* start *
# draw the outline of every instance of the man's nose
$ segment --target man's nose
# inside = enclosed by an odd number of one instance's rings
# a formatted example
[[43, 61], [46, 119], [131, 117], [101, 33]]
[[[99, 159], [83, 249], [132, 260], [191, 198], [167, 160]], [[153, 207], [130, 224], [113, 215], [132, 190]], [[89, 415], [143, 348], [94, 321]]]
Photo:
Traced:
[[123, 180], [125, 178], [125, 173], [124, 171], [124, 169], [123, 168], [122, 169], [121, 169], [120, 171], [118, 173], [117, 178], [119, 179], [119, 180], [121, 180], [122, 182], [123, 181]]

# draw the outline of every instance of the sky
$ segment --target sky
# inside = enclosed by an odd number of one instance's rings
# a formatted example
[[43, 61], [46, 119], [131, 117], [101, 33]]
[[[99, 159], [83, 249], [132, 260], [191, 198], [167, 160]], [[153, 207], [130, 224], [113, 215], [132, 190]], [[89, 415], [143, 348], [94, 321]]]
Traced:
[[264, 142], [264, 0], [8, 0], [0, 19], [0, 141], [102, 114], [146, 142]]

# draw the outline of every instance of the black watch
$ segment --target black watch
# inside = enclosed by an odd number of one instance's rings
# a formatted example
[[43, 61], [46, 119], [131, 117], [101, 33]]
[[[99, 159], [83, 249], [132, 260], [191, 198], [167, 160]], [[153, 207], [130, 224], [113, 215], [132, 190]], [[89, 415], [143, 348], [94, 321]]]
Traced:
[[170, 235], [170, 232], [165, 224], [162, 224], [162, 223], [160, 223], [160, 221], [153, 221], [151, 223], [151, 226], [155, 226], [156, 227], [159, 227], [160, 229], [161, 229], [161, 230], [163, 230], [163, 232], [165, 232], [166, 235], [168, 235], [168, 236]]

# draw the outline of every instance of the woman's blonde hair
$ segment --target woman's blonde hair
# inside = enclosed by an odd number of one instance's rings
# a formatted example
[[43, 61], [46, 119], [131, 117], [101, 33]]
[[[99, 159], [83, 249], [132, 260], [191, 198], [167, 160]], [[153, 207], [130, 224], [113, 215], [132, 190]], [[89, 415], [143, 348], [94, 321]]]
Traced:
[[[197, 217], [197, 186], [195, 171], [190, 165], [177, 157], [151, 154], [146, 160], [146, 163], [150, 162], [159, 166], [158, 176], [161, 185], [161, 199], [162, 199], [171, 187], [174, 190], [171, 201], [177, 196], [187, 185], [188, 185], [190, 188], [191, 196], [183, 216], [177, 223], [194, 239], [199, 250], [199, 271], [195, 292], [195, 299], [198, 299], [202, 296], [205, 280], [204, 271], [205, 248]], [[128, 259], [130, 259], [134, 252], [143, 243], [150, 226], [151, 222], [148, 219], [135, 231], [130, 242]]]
* end *
# [Aim]
Extract every line of the records above verbatim, keeping the original order and formatting.

# [Output for this task]
# draw the outline of every instance of the man's nose
$ segment --target man's nose
# inside = enclosed by an odd number of one instance's rings
# a formatted example
[[43, 61], [46, 119], [131, 117], [101, 33]]
[[[99, 159], [83, 249], [132, 260], [191, 198], [167, 160]], [[153, 207], [130, 224], [113, 215], [132, 190]], [[89, 415], [143, 348], [94, 321]]]
Photo:
Traced:
[[123, 180], [125, 178], [125, 173], [124, 171], [124, 169], [123, 168], [122, 169], [121, 169], [120, 171], [118, 173], [117, 178], [119, 179], [119, 180], [121, 180], [122, 182], [123, 181]]

# draw the outline of every instance of the sky
$ segment --target sky
# inside = enclosed by an odd number of one instance's rings
# a formatted example
[[43, 61], [46, 119], [131, 117], [101, 33]]
[[[99, 159], [83, 249], [132, 260], [191, 198], [167, 160]], [[153, 207], [130, 224], [113, 215], [132, 190]], [[89, 415], [143, 348], [94, 321]]]
Traced:
[[264, 142], [264, 0], [8, 0], [0, 19], [0, 141], [102, 114], [146, 142]]

# draw the outline of every instance of the black watch
$ segment --target black watch
# inside = enclosed by an odd number of one instance's rings
# a formatted example
[[43, 61], [46, 119], [131, 117], [101, 33]]
[[[99, 159], [83, 249], [132, 260], [191, 198], [167, 160]], [[153, 207], [130, 224], [113, 215], [132, 190]], [[89, 415], [143, 348], [94, 321]]]
Traced:
[[170, 235], [170, 232], [165, 224], [162, 224], [162, 223], [160, 223], [160, 221], [153, 221], [151, 223], [151, 226], [155, 226], [156, 227], [159, 227], [160, 229], [161, 229], [161, 230], [163, 230], [163, 232], [165, 232], [166, 235], [168, 235], [168, 236]]

# draw the outline of every instance of the woman's blonde hair
$ segment --target woman's blonde hair
# inside = enclosed by an odd number of one instance's rings
# a formatted example
[[43, 61], [46, 119], [131, 117], [101, 33]]
[[[99, 159], [83, 249], [132, 260], [191, 198], [167, 160]], [[153, 207], [130, 224], [113, 215], [132, 190]], [[89, 415], [143, 348], [94, 321]]]
Traced:
[[[197, 217], [197, 186], [195, 171], [190, 165], [177, 157], [151, 154], [146, 160], [146, 163], [150, 162], [159, 166], [158, 176], [161, 185], [161, 199], [162, 199], [171, 187], [174, 190], [171, 201], [177, 196], [187, 185], [188, 185], [190, 188], [191, 196], [183, 216], [177, 223], [194, 239], [199, 250], [199, 271], [195, 292], [195, 299], [198, 299], [202, 296], [205, 280], [204, 271], [205, 248]], [[128, 259], [130, 259], [134, 252], [143, 243], [150, 226], [151, 222], [148, 219], [135, 231], [130, 242]]]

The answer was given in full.